The S corporation community owes Senator Snowe a big debt. Meanwhile, with the first Baucus substitute gone and the second version “to be introduced,” we will just have to wait to see what they have in mind.
S Corporation Association Chairman Richard Roderick weighed in on behalf of S corporations yesterday regarding the second stimulus package being developed in the House. In a letter to Small Business Committee Chairwoman Nydia Velázquez, Roderick argued that any bill moving through Congress should include assistance to S Corporations.
In particular, the letter advocates for relief from the built in gains tax (BIG) that forces so many S corporations to sit on appreciated assets that could be put to better use. As the letter states:
“According to government statistics, hundreds of thousands of S corporations nationwide may be sitting on “locked-up” capital that they cannot access or redeploy due to the prohibitive tax implications of BIG. This “lock-in effect” is widespread and results in these businesses unable to access billions of dollars in assets that could be used to grow the business and hire new employees.”
While the economic news this week has improved, there remains considerable appetite on the Hill for moving a second package of pro-growth provisions. Given the important role S corporations play in economic growth and job creation, it only makes sense that one of our priorities be included.
Tax Gap and Payroll Taxes and S Corporations
Our friends over at TIGTA (the Treasury Inspector General for Tax Administration) have sent another shot across the bow of the S corporation community regarding the payroll taxes we pay.

### Instructions to follow
Please shorten the paragraph of the S corporation passage that begins "S Corporation Association Chairman Richard Roderick," keeping its main facts. The data after this point is separate from the S corporation passage.

### Dataset content

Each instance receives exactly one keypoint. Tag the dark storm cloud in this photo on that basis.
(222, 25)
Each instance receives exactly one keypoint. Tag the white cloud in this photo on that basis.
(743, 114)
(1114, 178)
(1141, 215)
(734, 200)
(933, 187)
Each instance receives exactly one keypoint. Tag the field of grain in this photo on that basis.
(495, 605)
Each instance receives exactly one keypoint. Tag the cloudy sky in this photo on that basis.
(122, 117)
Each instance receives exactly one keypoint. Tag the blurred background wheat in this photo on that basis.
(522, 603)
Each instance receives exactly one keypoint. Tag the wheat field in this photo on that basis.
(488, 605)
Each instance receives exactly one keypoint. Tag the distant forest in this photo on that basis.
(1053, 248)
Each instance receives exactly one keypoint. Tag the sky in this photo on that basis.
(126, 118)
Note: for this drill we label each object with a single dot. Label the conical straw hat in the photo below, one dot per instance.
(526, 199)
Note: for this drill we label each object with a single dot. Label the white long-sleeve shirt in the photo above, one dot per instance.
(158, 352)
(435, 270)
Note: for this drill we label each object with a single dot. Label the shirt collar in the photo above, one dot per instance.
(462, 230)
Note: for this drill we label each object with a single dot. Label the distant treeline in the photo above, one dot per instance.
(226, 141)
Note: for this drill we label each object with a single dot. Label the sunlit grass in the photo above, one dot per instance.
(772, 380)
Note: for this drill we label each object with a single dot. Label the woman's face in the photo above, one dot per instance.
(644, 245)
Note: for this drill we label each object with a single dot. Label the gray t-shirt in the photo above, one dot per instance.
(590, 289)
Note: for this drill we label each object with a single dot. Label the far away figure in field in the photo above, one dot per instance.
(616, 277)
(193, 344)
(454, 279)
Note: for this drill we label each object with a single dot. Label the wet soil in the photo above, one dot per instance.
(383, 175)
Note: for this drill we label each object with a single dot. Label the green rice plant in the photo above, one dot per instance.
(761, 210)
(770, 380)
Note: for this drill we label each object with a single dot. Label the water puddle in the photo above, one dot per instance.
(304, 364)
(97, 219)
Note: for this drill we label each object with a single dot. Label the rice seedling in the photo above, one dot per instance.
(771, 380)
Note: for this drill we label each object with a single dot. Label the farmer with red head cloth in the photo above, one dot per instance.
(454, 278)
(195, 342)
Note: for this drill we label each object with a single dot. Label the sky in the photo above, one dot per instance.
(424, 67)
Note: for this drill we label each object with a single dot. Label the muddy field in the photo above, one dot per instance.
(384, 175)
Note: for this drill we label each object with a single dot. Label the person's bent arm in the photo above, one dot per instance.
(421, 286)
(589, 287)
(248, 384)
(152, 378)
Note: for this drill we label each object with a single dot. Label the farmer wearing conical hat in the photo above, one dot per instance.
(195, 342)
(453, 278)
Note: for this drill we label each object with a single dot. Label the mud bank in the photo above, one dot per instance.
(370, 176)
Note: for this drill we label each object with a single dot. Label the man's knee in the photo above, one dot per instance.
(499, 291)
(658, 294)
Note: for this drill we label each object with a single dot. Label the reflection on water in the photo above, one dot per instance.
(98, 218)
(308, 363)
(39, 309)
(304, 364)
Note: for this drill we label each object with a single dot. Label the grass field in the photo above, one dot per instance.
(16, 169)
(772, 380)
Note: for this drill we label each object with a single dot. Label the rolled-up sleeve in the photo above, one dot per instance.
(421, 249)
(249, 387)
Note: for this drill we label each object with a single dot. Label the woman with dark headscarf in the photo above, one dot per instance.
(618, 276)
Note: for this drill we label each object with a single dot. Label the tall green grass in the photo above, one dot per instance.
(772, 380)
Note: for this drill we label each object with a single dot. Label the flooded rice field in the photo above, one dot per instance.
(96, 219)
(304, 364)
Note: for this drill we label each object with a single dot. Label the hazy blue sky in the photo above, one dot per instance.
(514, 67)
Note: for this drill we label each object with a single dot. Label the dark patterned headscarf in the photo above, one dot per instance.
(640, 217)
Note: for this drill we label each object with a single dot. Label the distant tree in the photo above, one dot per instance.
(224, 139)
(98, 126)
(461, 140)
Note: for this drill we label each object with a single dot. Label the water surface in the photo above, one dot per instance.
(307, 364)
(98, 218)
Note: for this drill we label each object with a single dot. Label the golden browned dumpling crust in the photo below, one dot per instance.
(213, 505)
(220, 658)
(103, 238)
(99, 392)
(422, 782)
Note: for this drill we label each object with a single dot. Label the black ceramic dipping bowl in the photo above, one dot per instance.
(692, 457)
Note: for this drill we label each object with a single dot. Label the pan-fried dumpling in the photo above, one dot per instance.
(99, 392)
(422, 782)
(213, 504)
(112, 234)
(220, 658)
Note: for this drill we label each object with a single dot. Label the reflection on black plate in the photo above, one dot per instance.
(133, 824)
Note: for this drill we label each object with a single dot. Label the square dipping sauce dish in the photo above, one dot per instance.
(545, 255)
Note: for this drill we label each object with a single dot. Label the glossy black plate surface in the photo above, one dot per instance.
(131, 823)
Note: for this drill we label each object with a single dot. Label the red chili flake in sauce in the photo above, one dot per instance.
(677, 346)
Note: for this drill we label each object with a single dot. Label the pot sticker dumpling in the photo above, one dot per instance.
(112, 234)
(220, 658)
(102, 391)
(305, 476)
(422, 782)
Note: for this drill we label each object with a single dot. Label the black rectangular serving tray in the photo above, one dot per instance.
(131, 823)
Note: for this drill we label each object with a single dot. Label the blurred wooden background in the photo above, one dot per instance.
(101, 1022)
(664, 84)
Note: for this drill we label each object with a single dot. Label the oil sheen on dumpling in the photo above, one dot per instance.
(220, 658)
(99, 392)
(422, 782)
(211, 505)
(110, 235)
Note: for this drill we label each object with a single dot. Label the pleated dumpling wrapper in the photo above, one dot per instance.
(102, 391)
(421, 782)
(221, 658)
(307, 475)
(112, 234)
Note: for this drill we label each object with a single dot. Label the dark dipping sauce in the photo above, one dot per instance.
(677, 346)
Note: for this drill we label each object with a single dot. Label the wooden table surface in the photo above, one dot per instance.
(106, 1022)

### Task output
Yesterday, S Corporation Association Chairman Richard Roderick wrote to Small Business Committee Chairwoman Nydia Velázquez about the second stimulus package being developed in the House. He argued that any bill moving through Congress should include assistance to S corporations.